:: LESETEXT ::

Selenskyj legt kompletten Kurswechsel hin - oder doch nicht?
n-tv
Die im Eiltempo vorgenommene Entmachtung der Antikorruptionsbehörden in der Ukraine ist offenbar vom Tisch: Präsident Selenskyj kündigt ein neues Gesetz an. "Das ging schneller als gedacht", sagt ein Oppositionspolitiker. Die Skepsis allerdings bleibt.
Eigentlich gibt es in der Ukraine seit dreieinhalb Jahren nur ein relevantes Thema: die Verteidigung gegen den russischen Angriff. Angesichts der russischen Sommeroffensive ist das Thema sogar noch relevanter als sonst. Doch im politischen Kiew ist der Krieg gegen Russland derzeit etwas in den Hintergrund gerückt - und dass, obwohl am Mittwoch die dritte Runde der russisch-ukrainischen Verhandlungen in der Türkei stattfand.
Zum ersten Mal seit 2022 gab es in der Ukraine bedeutende Proteste, nachdem das ukrainische Parlament am Dienstag überraschend im Eiltempo ein Gesetz verabschiedet hatte, das die Unabhängigkeit der ukrainischen Antikorruptionsbehörden einschränken soll. Am selben Abend wurde es von Präsident Wolodymyr Selenskyj unterschrieben.

:::
:: DATENSATZAUSZÜGE ::

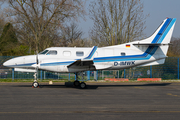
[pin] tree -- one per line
(8, 40)
(39, 17)
(174, 50)
(116, 21)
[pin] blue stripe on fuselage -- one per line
(150, 50)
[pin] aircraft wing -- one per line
(86, 62)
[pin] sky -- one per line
(158, 10)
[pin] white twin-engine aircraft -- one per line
(150, 51)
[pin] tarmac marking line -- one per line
(58, 112)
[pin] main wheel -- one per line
(35, 84)
(82, 85)
(76, 83)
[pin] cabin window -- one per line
(44, 52)
(123, 54)
(67, 53)
(79, 53)
(52, 52)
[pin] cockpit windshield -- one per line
(44, 52)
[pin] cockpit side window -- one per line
(52, 52)
(44, 52)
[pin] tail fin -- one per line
(163, 34)
(157, 45)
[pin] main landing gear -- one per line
(77, 83)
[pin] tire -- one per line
(82, 85)
(76, 83)
(35, 84)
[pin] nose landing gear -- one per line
(77, 83)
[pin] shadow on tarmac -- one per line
(70, 85)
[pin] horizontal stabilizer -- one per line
(91, 53)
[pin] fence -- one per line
(168, 70)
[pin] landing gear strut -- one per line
(35, 83)
(77, 82)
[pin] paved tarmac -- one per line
(99, 101)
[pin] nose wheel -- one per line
(35, 85)
(82, 85)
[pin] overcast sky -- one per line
(158, 10)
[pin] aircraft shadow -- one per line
(70, 85)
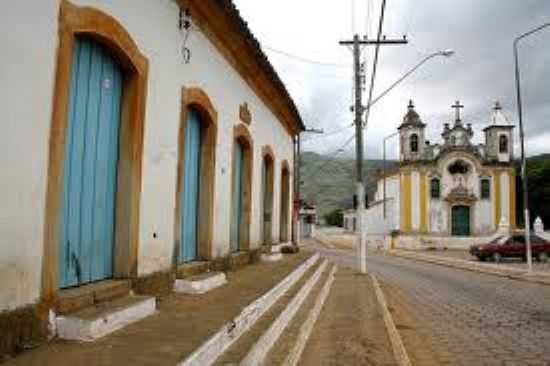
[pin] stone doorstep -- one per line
(271, 257)
(78, 298)
(192, 269)
(239, 260)
(97, 321)
(200, 284)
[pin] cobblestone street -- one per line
(471, 319)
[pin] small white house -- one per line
(138, 138)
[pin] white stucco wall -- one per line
(415, 200)
(28, 37)
(505, 198)
(374, 221)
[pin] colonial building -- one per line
(454, 188)
(139, 139)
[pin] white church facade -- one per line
(448, 194)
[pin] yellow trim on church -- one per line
(406, 217)
(498, 198)
(512, 205)
(423, 203)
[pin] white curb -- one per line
(307, 327)
(73, 327)
(214, 347)
(201, 284)
(258, 352)
(399, 351)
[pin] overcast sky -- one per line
(480, 31)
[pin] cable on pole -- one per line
(375, 62)
(304, 59)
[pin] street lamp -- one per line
(445, 53)
(522, 140)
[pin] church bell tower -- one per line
(412, 136)
(499, 137)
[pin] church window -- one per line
(435, 188)
(503, 144)
(414, 143)
(459, 167)
(485, 189)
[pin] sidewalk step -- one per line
(232, 331)
(200, 284)
(290, 345)
(261, 336)
(99, 320)
(271, 257)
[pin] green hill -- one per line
(330, 182)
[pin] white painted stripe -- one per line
(305, 330)
(399, 350)
(214, 347)
(259, 351)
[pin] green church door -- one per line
(461, 221)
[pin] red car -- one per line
(511, 246)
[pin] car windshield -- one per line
(500, 240)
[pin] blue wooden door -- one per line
(90, 167)
(190, 191)
(237, 197)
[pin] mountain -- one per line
(329, 182)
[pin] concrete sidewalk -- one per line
(480, 267)
(350, 329)
(181, 324)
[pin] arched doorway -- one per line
(195, 180)
(241, 188)
(460, 221)
(285, 203)
(268, 163)
(190, 190)
(90, 166)
(95, 156)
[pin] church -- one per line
(450, 192)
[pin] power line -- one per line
(328, 134)
(375, 63)
(331, 157)
(304, 59)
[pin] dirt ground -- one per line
(350, 329)
(417, 340)
(179, 327)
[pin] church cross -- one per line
(457, 106)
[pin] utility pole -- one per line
(298, 183)
(359, 75)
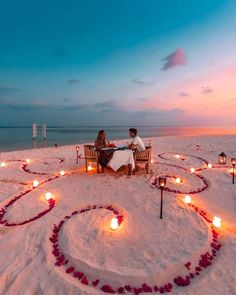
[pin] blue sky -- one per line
(117, 62)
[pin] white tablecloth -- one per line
(121, 158)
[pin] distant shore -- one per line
(20, 138)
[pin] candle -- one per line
(114, 224)
(216, 221)
(48, 196)
(90, 167)
(178, 180)
(35, 183)
(187, 199)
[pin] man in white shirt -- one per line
(136, 142)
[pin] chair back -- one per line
(143, 156)
(90, 153)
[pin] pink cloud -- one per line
(176, 58)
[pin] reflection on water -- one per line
(13, 138)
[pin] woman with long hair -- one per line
(101, 140)
(104, 155)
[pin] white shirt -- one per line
(139, 143)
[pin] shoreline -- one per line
(37, 149)
(143, 253)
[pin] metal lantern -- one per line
(222, 158)
(162, 182)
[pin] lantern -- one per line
(48, 196)
(114, 224)
(90, 167)
(162, 181)
(35, 183)
(178, 180)
(187, 199)
(222, 158)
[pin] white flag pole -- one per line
(44, 132)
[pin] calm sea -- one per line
(19, 138)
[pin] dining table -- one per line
(122, 156)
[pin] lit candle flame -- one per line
(35, 183)
(90, 168)
(216, 221)
(48, 196)
(114, 224)
(178, 180)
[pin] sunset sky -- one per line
(106, 62)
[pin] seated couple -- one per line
(105, 156)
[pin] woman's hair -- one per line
(133, 130)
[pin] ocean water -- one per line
(19, 138)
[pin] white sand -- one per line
(144, 249)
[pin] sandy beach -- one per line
(65, 245)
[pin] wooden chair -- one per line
(143, 157)
(78, 155)
(90, 155)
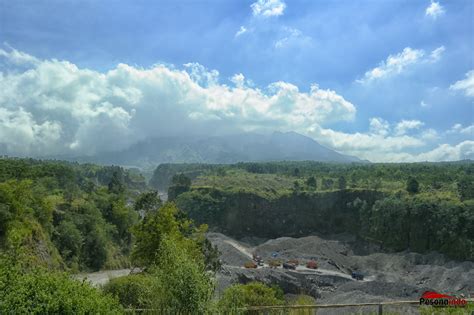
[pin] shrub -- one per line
(39, 291)
(250, 294)
(133, 291)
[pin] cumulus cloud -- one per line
(466, 85)
(17, 57)
(388, 147)
(267, 8)
(241, 31)
(436, 54)
(434, 10)
(405, 125)
(396, 64)
(290, 36)
(386, 142)
(379, 126)
(54, 107)
(459, 129)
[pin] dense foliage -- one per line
(40, 291)
(421, 207)
(238, 296)
(65, 214)
(170, 250)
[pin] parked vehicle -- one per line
(312, 264)
(250, 264)
(357, 275)
(289, 265)
(274, 263)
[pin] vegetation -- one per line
(238, 296)
(40, 291)
(422, 207)
(58, 216)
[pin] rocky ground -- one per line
(388, 276)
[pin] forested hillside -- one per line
(421, 207)
(67, 215)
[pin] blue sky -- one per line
(383, 80)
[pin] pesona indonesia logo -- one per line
(437, 299)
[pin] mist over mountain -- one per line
(243, 147)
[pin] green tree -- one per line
(179, 184)
(116, 184)
(150, 232)
(250, 294)
(148, 201)
(341, 183)
(412, 186)
(186, 287)
(39, 291)
(465, 187)
(296, 187)
(311, 182)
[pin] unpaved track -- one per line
(101, 277)
(388, 276)
(247, 251)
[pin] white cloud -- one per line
(17, 57)
(436, 54)
(267, 8)
(379, 126)
(55, 107)
(430, 135)
(385, 147)
(466, 85)
(434, 10)
(459, 129)
(405, 125)
(291, 36)
(241, 31)
(396, 64)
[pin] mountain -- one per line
(244, 147)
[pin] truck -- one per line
(312, 264)
(357, 275)
(289, 265)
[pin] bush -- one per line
(133, 291)
(39, 291)
(250, 294)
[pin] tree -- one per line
(413, 186)
(116, 184)
(180, 183)
(342, 183)
(296, 186)
(147, 202)
(40, 291)
(150, 232)
(185, 285)
(250, 294)
(465, 187)
(311, 182)
(296, 172)
(327, 183)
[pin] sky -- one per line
(387, 81)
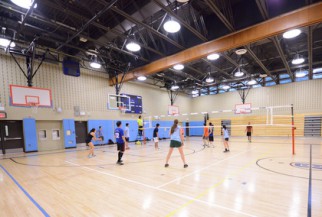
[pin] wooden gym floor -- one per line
(254, 179)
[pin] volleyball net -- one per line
(266, 121)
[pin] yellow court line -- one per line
(203, 193)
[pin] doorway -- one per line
(81, 131)
(11, 135)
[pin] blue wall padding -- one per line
(69, 133)
(196, 131)
(108, 129)
(30, 134)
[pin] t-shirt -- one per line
(226, 133)
(155, 131)
(140, 122)
(118, 133)
(211, 131)
(176, 134)
(127, 132)
(206, 131)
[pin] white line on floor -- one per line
(204, 168)
(161, 190)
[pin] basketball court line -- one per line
(163, 190)
(25, 192)
(204, 168)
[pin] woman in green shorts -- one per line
(176, 136)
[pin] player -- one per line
(156, 136)
(249, 131)
(226, 138)
(140, 126)
(177, 138)
(211, 134)
(127, 135)
(120, 141)
(90, 137)
(100, 134)
(205, 136)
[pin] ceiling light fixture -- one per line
(292, 33)
(194, 92)
(225, 87)
(300, 73)
(317, 70)
(178, 67)
(252, 82)
(172, 26)
(213, 56)
(94, 63)
(26, 4)
(133, 46)
(142, 78)
(175, 87)
(5, 42)
(298, 59)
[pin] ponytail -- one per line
(174, 126)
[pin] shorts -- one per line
(120, 146)
(211, 138)
(175, 144)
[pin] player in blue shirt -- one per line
(120, 141)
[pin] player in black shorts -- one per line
(90, 137)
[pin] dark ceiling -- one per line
(78, 28)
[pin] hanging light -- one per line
(213, 56)
(300, 73)
(252, 82)
(225, 87)
(142, 78)
(175, 87)
(5, 43)
(172, 26)
(239, 73)
(26, 4)
(210, 79)
(133, 46)
(194, 92)
(178, 67)
(94, 63)
(298, 59)
(292, 33)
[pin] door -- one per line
(81, 131)
(11, 135)
(69, 133)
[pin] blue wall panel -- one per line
(196, 131)
(30, 134)
(69, 133)
(108, 127)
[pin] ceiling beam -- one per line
(303, 17)
(281, 54)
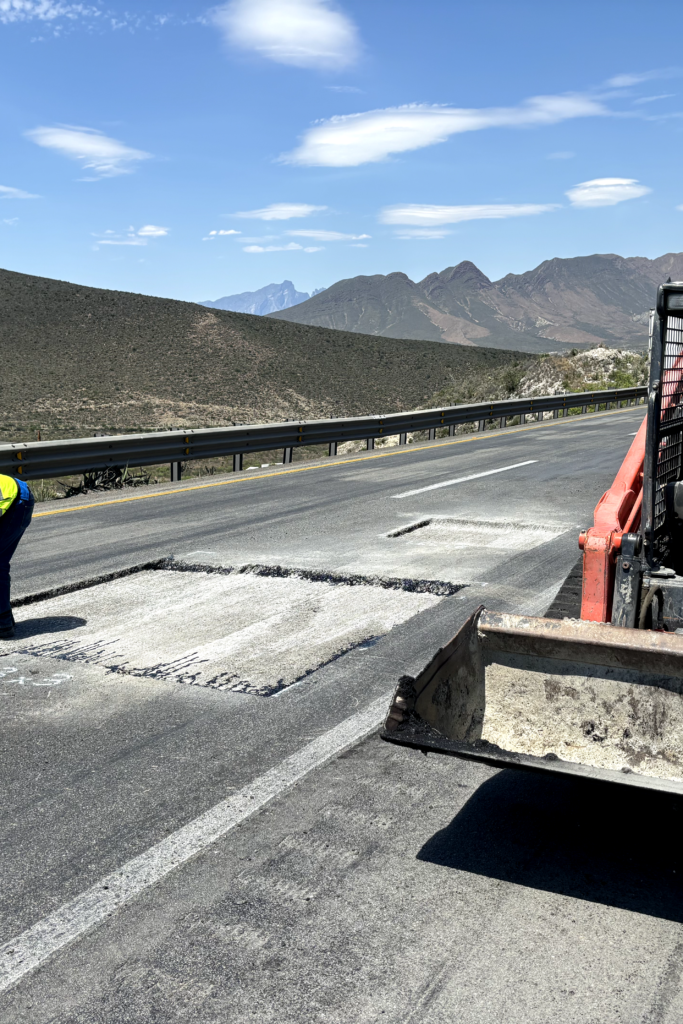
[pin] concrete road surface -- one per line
(198, 820)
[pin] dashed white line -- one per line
(79, 915)
(464, 479)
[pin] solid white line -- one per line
(34, 946)
(464, 479)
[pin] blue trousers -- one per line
(12, 525)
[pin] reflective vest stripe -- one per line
(8, 492)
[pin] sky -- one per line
(195, 152)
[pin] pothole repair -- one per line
(254, 629)
(455, 532)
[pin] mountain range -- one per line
(76, 359)
(268, 299)
(563, 303)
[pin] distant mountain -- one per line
(265, 300)
(78, 359)
(588, 300)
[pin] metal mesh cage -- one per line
(671, 440)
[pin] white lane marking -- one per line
(464, 479)
(34, 946)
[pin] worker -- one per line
(15, 510)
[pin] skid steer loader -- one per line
(600, 696)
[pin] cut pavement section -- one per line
(229, 632)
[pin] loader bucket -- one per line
(560, 695)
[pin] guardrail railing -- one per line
(40, 460)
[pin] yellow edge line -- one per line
(331, 465)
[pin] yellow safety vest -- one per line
(9, 488)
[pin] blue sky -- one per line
(195, 152)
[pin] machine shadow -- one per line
(50, 624)
(594, 841)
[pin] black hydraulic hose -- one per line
(649, 597)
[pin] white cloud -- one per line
(7, 193)
(605, 192)
(43, 10)
(350, 139)
(214, 235)
(132, 238)
(327, 236)
(153, 231)
(651, 99)
(282, 211)
(290, 247)
(108, 157)
(626, 81)
(422, 232)
(424, 214)
(121, 242)
(301, 33)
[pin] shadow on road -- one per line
(593, 841)
(50, 624)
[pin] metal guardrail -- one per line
(39, 460)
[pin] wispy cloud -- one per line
(422, 214)
(153, 231)
(58, 17)
(94, 151)
(651, 99)
(7, 193)
(637, 78)
(300, 33)
(44, 10)
(131, 237)
(350, 139)
(290, 247)
(327, 236)
(605, 192)
(282, 211)
(426, 233)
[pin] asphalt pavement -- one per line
(374, 884)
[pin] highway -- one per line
(370, 883)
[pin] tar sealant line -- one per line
(464, 479)
(37, 944)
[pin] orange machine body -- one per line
(617, 512)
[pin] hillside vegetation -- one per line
(563, 303)
(77, 359)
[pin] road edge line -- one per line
(33, 947)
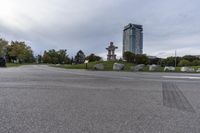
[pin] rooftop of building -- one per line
(133, 26)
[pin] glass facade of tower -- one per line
(133, 38)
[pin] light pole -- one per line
(175, 59)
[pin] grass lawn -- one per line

:::

Wo fand laut dem Lesetext am Mittwoch die dritte Runde der russisch-ukrainischen Verhandlungen statt?

In der Türkei.